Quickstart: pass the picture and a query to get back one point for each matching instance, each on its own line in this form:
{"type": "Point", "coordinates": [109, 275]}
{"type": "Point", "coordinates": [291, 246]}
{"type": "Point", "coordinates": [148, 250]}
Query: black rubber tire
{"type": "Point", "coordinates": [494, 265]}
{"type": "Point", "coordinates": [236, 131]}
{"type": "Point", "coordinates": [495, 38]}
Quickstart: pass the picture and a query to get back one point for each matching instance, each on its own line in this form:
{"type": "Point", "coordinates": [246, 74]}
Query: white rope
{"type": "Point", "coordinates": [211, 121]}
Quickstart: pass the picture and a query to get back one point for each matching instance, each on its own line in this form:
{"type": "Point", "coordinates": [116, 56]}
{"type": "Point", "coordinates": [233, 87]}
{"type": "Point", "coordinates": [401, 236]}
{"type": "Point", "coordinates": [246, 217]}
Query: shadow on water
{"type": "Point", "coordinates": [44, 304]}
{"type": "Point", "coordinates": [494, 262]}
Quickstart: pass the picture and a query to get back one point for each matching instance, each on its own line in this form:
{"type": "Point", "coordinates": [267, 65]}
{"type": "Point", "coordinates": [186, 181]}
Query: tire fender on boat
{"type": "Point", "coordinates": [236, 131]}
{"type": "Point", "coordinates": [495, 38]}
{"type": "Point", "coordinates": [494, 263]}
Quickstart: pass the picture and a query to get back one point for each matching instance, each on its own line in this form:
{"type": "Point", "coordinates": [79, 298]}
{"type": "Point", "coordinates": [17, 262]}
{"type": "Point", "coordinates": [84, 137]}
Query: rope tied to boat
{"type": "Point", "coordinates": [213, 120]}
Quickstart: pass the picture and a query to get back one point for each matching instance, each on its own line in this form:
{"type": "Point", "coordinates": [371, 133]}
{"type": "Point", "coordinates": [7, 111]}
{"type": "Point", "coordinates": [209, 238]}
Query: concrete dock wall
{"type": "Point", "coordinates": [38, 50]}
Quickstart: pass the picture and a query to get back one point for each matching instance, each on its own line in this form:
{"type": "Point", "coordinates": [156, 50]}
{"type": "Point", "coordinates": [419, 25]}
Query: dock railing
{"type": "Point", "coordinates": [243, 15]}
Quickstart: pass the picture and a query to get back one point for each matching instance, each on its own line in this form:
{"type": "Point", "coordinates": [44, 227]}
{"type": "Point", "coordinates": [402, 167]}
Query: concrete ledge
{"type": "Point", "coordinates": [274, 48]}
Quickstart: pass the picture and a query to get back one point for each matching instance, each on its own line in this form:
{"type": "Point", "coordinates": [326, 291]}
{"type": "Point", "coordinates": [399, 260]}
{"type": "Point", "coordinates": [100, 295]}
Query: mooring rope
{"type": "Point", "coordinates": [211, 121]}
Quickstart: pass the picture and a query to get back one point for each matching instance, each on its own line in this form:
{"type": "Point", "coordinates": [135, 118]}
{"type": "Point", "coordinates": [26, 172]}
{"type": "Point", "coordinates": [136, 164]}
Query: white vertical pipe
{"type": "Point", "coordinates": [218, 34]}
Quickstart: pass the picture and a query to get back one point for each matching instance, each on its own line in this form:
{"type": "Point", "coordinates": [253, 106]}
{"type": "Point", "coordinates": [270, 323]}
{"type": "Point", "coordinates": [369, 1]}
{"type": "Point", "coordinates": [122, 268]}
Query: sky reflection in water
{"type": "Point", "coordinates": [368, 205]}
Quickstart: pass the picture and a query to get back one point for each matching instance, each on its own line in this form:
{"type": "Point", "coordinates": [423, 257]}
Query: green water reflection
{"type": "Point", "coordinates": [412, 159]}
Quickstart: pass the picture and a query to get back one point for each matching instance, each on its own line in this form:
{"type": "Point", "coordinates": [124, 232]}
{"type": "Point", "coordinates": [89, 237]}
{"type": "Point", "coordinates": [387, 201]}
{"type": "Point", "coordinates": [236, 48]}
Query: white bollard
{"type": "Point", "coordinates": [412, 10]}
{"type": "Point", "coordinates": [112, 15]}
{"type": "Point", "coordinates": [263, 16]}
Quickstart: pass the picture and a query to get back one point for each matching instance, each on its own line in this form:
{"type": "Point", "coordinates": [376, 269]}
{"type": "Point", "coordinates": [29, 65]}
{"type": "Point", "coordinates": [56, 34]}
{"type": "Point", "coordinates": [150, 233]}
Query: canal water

____________

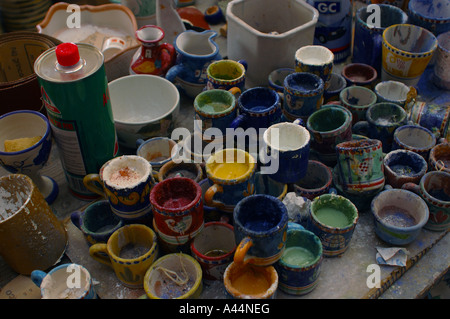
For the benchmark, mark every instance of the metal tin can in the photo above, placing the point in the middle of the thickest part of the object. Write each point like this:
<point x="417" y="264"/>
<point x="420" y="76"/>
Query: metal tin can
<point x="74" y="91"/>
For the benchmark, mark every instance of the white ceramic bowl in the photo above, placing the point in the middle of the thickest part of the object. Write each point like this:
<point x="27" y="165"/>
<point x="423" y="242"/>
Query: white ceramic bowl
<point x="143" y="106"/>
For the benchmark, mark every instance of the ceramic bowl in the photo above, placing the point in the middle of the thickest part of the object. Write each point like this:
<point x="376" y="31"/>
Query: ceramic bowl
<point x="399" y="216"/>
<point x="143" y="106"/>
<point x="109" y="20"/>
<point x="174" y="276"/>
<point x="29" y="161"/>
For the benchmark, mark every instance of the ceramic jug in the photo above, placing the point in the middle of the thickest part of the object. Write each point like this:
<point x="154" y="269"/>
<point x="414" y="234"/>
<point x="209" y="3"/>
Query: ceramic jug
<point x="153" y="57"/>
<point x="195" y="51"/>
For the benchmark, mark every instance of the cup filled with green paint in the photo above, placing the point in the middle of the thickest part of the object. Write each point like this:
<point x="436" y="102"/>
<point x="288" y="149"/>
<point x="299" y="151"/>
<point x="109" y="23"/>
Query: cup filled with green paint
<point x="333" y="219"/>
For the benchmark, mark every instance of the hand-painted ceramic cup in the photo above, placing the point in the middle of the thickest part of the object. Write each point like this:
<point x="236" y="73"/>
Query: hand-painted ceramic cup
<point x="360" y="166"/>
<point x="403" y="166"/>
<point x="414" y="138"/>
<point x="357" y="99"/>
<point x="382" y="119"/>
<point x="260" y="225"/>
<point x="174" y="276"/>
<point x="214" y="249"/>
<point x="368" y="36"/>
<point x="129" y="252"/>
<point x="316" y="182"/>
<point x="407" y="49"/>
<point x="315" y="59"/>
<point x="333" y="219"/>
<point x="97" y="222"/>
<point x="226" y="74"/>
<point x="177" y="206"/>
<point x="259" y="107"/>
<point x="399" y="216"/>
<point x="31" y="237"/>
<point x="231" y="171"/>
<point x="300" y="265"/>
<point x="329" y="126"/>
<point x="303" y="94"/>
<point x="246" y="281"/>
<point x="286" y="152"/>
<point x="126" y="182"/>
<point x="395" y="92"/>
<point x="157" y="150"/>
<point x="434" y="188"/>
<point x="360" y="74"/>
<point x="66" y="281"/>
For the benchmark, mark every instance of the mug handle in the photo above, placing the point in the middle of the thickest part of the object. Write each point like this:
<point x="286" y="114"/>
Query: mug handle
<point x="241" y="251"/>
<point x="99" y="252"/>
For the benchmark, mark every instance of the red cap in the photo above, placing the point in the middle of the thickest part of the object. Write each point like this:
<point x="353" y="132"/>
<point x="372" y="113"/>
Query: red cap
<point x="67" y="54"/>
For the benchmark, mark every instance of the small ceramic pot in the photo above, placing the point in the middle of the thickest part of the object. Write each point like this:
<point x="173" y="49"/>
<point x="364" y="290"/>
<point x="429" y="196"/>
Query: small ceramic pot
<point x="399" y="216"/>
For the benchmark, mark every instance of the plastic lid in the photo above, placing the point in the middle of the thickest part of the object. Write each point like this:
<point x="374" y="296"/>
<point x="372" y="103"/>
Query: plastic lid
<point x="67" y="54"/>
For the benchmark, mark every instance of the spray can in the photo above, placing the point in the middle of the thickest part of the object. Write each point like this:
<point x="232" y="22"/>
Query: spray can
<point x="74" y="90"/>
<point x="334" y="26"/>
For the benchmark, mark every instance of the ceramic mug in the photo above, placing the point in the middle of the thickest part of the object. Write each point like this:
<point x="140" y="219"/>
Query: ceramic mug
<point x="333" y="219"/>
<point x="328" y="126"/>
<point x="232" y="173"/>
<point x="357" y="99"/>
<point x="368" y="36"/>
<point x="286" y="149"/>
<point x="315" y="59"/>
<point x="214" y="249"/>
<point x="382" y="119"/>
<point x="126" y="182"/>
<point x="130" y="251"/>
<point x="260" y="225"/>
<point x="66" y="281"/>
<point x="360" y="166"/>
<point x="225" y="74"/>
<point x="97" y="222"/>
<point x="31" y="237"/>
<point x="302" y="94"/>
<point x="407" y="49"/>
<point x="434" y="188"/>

____________

**Given request:** List every line in the items above that contains the string "with", where uppercase and lowercase count as different.

**Written response:**
For the benchmark, mark every instance of the cup filled with green paint in the photo above, placing the point in the middle of the thickest part of the object. Write each point like this:
Query: cup filled with green paint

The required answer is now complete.